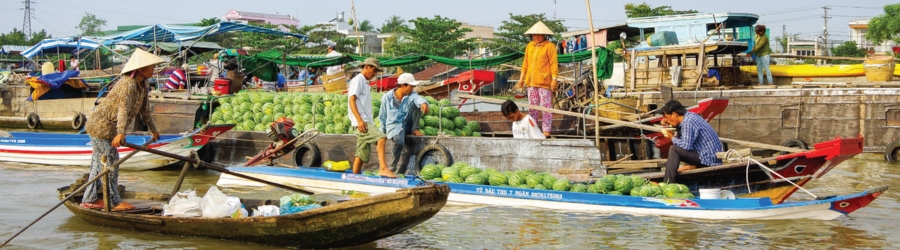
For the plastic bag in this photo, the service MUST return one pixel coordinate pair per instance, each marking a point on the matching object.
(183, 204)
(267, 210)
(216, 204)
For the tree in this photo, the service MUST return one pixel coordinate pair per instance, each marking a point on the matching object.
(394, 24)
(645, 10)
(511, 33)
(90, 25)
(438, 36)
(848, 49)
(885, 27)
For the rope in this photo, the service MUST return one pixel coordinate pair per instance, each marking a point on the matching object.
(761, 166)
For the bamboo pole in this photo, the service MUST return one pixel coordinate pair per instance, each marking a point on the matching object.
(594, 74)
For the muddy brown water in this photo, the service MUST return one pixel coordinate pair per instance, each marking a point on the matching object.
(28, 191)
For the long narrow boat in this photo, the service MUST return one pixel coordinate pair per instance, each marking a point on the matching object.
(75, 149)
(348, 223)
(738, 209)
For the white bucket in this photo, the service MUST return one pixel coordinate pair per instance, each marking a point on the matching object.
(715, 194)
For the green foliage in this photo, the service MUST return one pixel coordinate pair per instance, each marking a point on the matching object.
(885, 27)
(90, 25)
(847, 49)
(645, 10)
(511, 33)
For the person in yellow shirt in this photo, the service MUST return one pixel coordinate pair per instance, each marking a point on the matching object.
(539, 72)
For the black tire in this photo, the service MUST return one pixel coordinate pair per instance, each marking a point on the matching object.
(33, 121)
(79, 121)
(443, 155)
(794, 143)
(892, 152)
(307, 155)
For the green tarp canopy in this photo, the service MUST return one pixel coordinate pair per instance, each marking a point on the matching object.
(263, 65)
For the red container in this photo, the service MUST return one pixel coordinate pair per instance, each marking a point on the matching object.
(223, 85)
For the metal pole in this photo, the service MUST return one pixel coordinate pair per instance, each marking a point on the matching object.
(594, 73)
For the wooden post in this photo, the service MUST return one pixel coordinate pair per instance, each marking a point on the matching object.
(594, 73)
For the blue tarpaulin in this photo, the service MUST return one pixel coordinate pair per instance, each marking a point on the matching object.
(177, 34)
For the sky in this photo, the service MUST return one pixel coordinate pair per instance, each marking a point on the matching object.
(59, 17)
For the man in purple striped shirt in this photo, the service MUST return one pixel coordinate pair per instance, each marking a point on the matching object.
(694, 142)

________________________________________

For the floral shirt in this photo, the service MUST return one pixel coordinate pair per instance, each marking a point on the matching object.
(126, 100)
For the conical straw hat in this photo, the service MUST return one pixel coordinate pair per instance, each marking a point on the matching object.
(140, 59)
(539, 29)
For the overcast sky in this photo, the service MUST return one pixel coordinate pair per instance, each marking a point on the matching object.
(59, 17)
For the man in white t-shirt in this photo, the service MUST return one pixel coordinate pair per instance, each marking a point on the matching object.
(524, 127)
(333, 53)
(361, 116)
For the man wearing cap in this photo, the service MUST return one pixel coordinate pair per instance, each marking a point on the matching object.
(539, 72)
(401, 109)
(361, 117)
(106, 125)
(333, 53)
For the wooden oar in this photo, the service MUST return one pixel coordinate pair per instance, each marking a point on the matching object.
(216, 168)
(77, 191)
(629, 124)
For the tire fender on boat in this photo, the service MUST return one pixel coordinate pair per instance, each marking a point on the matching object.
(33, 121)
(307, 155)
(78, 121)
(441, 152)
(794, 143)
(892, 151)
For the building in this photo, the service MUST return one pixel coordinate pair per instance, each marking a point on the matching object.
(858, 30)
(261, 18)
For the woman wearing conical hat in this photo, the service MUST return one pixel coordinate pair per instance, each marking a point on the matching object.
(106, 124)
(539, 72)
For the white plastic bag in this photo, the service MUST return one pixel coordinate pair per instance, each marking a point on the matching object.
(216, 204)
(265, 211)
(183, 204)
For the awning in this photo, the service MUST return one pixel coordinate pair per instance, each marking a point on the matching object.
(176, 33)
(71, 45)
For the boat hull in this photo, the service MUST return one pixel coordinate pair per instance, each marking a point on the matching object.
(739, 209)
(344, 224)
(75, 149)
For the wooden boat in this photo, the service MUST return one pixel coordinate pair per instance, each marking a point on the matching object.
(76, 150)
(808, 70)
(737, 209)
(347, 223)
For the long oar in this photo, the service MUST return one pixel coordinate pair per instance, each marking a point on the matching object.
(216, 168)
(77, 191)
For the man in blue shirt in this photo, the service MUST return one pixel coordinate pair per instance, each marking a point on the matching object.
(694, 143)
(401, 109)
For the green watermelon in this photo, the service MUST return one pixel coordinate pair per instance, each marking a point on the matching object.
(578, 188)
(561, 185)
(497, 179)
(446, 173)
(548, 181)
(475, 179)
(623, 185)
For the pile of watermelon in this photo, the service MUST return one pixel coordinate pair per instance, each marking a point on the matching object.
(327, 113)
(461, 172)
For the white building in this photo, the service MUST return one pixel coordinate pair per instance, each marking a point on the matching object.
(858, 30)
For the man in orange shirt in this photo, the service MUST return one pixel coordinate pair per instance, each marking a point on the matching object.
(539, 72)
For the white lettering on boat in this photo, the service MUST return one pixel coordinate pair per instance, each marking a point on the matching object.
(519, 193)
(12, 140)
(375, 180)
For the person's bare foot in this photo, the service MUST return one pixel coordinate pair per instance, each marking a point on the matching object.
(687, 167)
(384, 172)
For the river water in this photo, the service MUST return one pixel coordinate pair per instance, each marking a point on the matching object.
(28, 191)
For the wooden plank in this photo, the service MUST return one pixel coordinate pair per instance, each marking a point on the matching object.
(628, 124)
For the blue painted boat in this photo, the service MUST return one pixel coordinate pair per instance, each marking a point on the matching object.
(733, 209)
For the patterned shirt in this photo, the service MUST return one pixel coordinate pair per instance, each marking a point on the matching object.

________________________________________

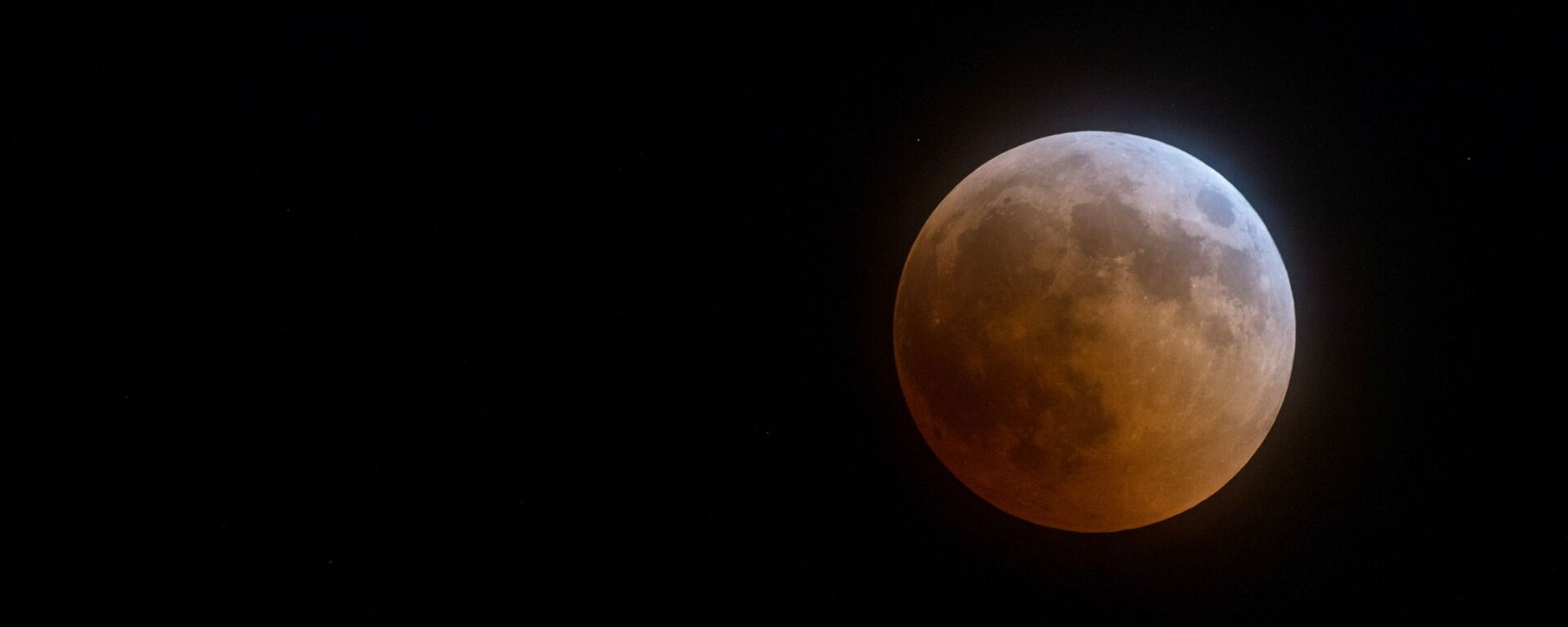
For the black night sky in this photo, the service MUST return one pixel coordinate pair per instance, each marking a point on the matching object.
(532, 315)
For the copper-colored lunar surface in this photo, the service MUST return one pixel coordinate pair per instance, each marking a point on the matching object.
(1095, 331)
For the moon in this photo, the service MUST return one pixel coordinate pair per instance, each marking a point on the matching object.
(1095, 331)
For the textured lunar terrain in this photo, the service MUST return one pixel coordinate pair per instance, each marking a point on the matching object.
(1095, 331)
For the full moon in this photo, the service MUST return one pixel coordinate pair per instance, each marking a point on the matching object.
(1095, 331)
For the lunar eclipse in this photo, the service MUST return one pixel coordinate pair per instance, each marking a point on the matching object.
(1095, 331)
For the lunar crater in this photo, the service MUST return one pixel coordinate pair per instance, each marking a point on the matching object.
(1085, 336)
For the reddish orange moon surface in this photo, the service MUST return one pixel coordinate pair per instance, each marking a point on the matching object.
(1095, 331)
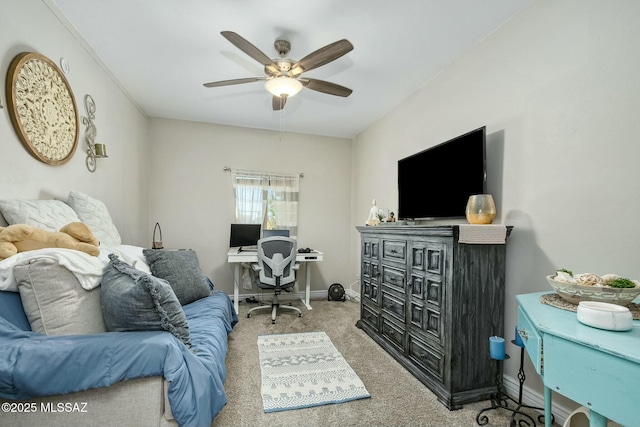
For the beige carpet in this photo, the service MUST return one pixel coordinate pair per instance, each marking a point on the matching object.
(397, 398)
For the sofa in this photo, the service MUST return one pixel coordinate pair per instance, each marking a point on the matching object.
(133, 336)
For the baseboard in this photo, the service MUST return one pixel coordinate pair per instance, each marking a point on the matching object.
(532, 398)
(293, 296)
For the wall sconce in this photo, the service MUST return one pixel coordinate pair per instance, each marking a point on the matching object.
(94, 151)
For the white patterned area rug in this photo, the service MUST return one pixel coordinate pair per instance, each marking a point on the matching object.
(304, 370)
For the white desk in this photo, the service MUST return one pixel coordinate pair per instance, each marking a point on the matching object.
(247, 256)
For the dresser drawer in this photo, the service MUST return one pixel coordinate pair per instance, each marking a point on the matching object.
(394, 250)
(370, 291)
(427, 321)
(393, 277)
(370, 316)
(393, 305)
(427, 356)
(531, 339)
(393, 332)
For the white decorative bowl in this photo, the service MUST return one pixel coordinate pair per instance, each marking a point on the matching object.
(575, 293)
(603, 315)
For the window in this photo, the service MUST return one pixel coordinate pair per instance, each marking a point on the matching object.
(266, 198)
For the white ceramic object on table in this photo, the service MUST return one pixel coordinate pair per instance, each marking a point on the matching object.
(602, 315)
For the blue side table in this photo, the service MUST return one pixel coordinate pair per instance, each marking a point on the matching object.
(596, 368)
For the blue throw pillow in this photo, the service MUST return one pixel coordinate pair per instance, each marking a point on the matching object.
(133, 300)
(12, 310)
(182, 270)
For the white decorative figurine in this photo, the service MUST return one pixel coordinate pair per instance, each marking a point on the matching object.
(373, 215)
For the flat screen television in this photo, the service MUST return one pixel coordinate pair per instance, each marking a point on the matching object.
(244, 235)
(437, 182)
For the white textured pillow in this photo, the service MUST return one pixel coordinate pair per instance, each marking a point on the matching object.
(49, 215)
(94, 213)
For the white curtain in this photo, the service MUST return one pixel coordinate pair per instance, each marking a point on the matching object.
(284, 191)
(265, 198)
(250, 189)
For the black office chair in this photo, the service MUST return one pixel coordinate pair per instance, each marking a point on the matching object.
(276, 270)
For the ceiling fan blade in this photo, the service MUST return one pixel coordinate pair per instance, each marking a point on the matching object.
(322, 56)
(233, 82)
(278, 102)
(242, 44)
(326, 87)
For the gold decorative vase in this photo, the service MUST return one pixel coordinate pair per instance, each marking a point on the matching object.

________________________________________

## Exercise task
Count the lines of the material above that contain the word "surface", and reply with only that number.

## Task response
2